── Passage

In this talk we will present results from a systematic study to understand charge and heat transport through polymer composites containing inorganic nanowires. Specifically we have synthesized tellurium and bismuth telluride nanowires of various diameter/length by controlling the synthesis conditions. We used the aqueous conducting polymer poly(3,4-ethylenedioxy-thiophene):polystyrene sulphonate, or PEDOT:PSS, due to its low thermal conductivity. Thin films of the nanocomposites were made by drop casting and annealing. The films were characterized by scanning electron microscopy, atomic force microscopy, x-ray photoelectron spectroscopy and Raman spectroscopy. In general we find that increasing the weight fraction of nanowires with respect to PEDOT:PSS increases both the electrical conductivity and Seebeck coefficient of the films. In addition, the electrical conductivity can be further increased by adding a secondary dopants without significant degradation of the thermopower factor. The spectroscopic measurements suggest that chemical and structural changes at the poly(3,4-ethylenedioxy-thiophene) segment/inorganic nanowire interface are responsible for the improved thermoelectric performance of the nanocomposite.

Charge separation at small molecule organic donor/acceptor (D/A) interfaces is controlled, among other factors, by morphology and molecular packing. These buried interfaces are both crystalline and amorphous and exhibit a considerable degree of molecular intermixing. This combination prevents any single technique from solving the detailed picture of D/A interfaces. Here, a general methodology that combines Time-of-Flight Secondary Ion Mass Spectrometry (TOF-SIMS) and Atomic Force Microscopy (AFM) is shown. Since AFM is little sensitive to buried interfaces, it is employed here to investigate the surface after sequential profiling using TOF-SIMS. The unique combination of high (few nanometers) resolution depth profiling and ultra-high (parts-per-billion) chemical selectivity of TOF-SIMS and nanometer spatial resolution of AFM can assess the degree of molecular intermixing, local crystallinity and molecular packing at such interfaces. We will present results for two model interfaces: copper phthalocyanine/fullerene (CuPc/C₆₀) [1] and squaraine/fullerene (SQ/C₆₀) [2]. We find that both interfaces deviate considerably from the cartoon like picture with sharp interfaces. The CuPc/C₆₀ interfaces are characterized by an interdiffusion of the C₆₀ molecules as far as 6.5 nm into the CuPc amorphous regions. A similar interdiffusion scenario is found for SQ/C60 interfaces that can be correlated with the resulting 60% increase in the external quantum efficiency (EQE).

────
── Provided information

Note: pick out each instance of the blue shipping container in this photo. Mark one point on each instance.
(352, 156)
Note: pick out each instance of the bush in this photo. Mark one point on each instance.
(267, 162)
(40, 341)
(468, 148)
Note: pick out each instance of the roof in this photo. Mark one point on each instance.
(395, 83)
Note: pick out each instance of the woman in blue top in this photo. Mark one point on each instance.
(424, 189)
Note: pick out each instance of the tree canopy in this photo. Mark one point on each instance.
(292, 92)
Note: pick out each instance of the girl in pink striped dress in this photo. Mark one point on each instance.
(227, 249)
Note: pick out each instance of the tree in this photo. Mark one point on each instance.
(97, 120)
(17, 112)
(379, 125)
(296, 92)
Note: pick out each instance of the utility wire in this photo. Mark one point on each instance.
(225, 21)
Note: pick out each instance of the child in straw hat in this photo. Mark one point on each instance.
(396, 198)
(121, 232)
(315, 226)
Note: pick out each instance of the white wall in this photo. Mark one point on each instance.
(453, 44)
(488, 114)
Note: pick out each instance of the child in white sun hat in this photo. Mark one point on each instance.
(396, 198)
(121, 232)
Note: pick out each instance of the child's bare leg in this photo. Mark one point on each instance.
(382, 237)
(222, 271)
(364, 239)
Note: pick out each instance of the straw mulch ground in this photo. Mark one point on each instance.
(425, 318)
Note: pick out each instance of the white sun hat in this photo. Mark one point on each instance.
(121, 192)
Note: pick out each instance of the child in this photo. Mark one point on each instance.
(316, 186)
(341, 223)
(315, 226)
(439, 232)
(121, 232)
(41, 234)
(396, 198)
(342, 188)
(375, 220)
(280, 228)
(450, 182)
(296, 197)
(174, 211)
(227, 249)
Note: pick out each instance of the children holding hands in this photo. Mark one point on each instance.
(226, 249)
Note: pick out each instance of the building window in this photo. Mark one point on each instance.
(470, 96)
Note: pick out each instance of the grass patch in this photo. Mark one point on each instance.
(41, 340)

────
── Provided information

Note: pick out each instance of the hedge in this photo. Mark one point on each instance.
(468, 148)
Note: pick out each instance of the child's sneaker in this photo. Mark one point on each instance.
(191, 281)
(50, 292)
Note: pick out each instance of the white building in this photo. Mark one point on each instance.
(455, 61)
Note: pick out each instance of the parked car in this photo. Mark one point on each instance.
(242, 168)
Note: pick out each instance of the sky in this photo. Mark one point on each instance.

────
── Provided information

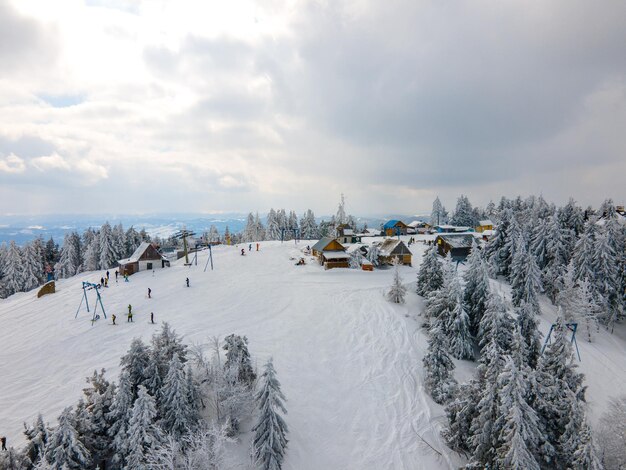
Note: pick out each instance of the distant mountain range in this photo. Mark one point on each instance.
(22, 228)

────

- _Questions to answer_:
**A.** Rewrite the paragraph beginning "In this talk we will present results" from the passage on nanocomposites and donor/acceptor interfaces as a short bulleted list that keeps its main facts.
**B.** According to the passage on nanocomposites and donor/acceptor interfaces, how far do C₆₀ molecules interdiffuse into the CuPc amorphous regions?
**C.** Pick up the passage on nanocomposites and donor/acceptor interfaces after its final sentence and continue it.

- _Activity answers_:
**A.**
- The study examines charge and heat transport through polymer composites containing inorganic nanowires.
- Tellurium and bismuth telluride nanowires of various diameters and lengths were made by controlling synthesis conditions.
- PEDOT:PSS was used as the polymer because of its low thermal conductivity.
- Thin films were made by drop casting and annealing.
- The films were characterized by SEM, AFM, XPS and Raman spectroscopy.
- A higher nanowire weight fraction increases both electrical conductivity and the Seebeck coefficient.
- Secondary dopants raise conductivity further without much loss in the thermopower factor.
- Spectroscopy suggests that chemical and structural changes at the polymer/nanowire interface cause the better thermoelectric performance.

**B.** As far as 6.5 nm.

**C.**
References:

[1] Na Sai, Raluca Gearba, Andrei Dolocan, John R. Tritsch, Wai-Lun Chan, James R. Chelikowsky, Kevin Leung, and Xiaoyang Zhu, “Understanding the Interface Dipole of Copper Phthalocyanine (CuPc)/C60: Theory and Experiment”, The Journal of Physical Chemistry Letters 3, 2173 (2013).

[2] Jeramy D. Zimmerman, Brian E. Lassiter, Kai Sun, Andrei Dolocan, Raluca Gearba, Keith J. Stevenson, David Vanden Bout, and Stephen R. Forrest, “Control of interface order by inverse quasi-epitaxial growth of squaraine/fullerene thin film photovoltaics”, submitted to Proceedings of the National Academy of Sciences of the USA (2013).